Quote the whole listing exactly. Leave the pictures out of your copy.

[start RECORDS TO PROCESS]

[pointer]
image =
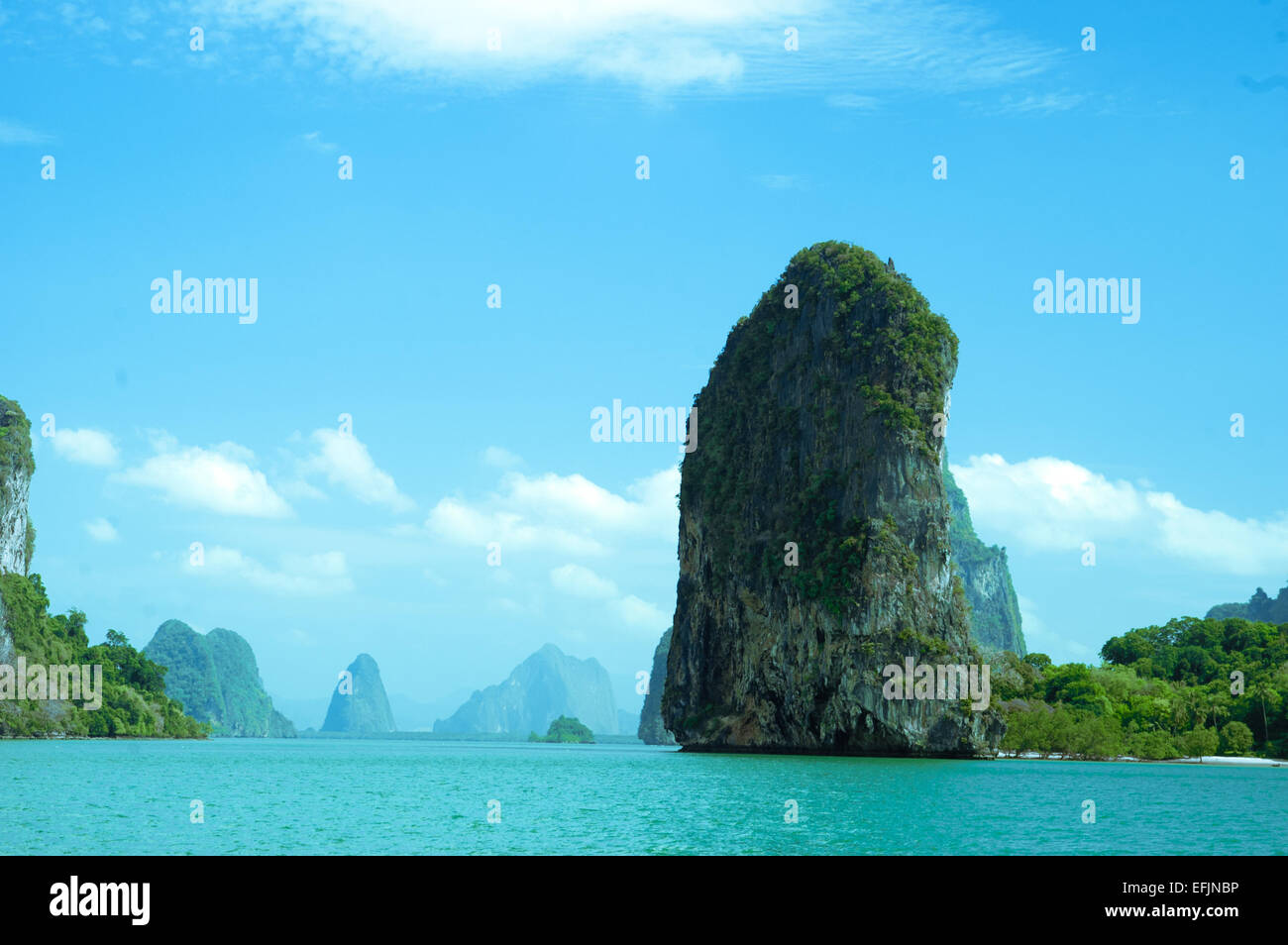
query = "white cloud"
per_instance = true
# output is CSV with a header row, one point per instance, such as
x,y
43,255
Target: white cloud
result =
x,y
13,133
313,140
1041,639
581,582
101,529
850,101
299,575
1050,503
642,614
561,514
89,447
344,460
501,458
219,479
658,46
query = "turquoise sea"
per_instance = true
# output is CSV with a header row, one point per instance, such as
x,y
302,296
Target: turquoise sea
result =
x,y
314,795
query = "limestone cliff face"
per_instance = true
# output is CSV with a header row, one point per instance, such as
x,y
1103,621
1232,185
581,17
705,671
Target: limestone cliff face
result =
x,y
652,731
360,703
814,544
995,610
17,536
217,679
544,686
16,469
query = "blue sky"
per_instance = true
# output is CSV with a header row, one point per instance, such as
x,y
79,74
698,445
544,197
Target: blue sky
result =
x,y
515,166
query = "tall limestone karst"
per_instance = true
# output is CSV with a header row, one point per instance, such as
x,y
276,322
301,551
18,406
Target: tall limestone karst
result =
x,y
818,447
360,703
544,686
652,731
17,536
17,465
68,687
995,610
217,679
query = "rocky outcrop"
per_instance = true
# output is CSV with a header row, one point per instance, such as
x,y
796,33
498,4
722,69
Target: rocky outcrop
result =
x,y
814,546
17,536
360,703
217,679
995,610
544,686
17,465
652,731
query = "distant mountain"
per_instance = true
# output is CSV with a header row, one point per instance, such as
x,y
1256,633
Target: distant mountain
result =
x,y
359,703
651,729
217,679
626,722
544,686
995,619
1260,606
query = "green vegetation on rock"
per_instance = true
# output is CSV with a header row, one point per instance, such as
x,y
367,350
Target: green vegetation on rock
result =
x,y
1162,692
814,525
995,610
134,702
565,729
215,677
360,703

[end RECORDS TO PROCESS]

• [SOLUTION TO THIS EXERCISE]:
[pointer]
image =
query = "white cloud"
per_instance = true
# output is CSV with a header row, one point per instance, such as
x,y
43,255
Target: white cloud
result =
x,y
13,133
313,140
1041,639
581,582
101,529
850,101
299,575
1050,503
642,614
561,514
89,447
344,460
501,458
219,479
658,46
query = "turquoise sea"
per_instance = true
# output is CSV with a header row, one point per instance, such as
x,y
302,296
Target: turquoise sea
result =
x,y
314,795
query = "limestone cliff face"
per_instance = true
# output is CSV with a header row, one point per instance, such as
x,y
1103,621
1232,185
581,17
705,671
Target: limestone cliff face
result =
x,y
652,731
360,703
814,544
995,610
17,536
217,679
544,686
16,469
query = "blue sky"
per_instance = true
# output is CSV with a header row, one point per instance, such as
x,y
79,74
698,445
544,197
Target: blue sky
result =
x,y
515,166
query = "tall limestone karst"
per_instance = true
# output is CSV with a header row, one point per instance, such as
x,y
276,322
301,551
18,406
Target: tall limestone karst
result =
x,y
818,447
360,703
544,686
652,731
17,536
17,465
68,687
995,610
217,679
query = "rocky outcrop"
per_instance = true
# output is CSV with a header row, one point per instance, such as
x,y
796,33
498,4
722,69
Target: rocky outcrop
result =
x,y
814,546
17,536
360,703
217,679
995,610
544,686
17,465
652,731
query = "distant mountain"
per_instance = true
# output is CSV with a header row, one point per instance, such as
x,y
1256,633
Target: distant mountain
result =
x,y
359,703
651,729
217,679
626,722
544,686
995,619
1260,606
query = "green vegetation on rock"
per_instance = true
# output is CSV with a header row, one point per instance, such as
x,y
367,350
Target: green vegetation on rock
result =
x,y
1162,692
814,525
995,610
134,702
565,729
215,677
360,703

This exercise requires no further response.